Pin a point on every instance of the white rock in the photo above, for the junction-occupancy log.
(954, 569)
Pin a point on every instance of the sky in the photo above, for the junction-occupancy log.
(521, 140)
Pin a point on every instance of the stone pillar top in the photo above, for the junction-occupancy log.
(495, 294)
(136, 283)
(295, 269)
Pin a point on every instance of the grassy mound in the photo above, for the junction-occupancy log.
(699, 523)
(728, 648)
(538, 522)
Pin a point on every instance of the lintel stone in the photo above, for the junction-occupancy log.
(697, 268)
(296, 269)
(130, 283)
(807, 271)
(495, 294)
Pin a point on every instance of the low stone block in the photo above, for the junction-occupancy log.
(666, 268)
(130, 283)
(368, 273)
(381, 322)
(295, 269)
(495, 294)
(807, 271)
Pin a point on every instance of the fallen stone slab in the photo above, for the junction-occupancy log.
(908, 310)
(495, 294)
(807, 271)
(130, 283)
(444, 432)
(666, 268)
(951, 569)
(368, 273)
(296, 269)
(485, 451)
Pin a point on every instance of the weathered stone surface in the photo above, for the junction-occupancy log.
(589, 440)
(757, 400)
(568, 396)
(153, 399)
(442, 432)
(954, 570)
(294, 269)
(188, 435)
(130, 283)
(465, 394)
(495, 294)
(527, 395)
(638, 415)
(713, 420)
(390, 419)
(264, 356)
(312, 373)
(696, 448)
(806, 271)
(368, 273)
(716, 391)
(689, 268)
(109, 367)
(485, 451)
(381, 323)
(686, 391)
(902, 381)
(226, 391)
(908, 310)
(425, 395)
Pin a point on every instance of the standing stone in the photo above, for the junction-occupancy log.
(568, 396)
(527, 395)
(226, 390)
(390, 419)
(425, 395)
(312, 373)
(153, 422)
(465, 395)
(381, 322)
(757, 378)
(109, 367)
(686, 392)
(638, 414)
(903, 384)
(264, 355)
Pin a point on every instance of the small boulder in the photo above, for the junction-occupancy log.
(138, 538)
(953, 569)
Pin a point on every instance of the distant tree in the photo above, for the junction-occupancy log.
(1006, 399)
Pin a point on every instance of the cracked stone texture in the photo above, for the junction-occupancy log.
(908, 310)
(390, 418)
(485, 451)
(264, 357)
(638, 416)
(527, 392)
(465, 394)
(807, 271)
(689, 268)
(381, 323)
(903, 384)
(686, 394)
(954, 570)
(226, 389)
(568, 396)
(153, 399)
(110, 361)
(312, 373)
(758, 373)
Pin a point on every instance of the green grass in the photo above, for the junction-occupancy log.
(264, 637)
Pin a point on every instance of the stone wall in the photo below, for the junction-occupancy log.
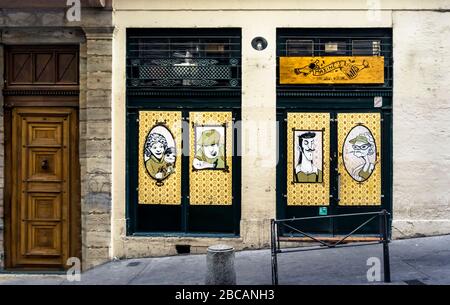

•••

[Task to complete]: Copy the final stretch of lines, starting at the one that holds "Pin a point on every instance of the green" and ending at the last line of the data, exactly; omit pictures.

[Finished exercise]:
Pin a point on every instance of the green grass in the photo above, for the junction-occupancy log.
(264, 637)
Pin a point on every instance of the stone wall in the photo below, for the junction-occupancy log.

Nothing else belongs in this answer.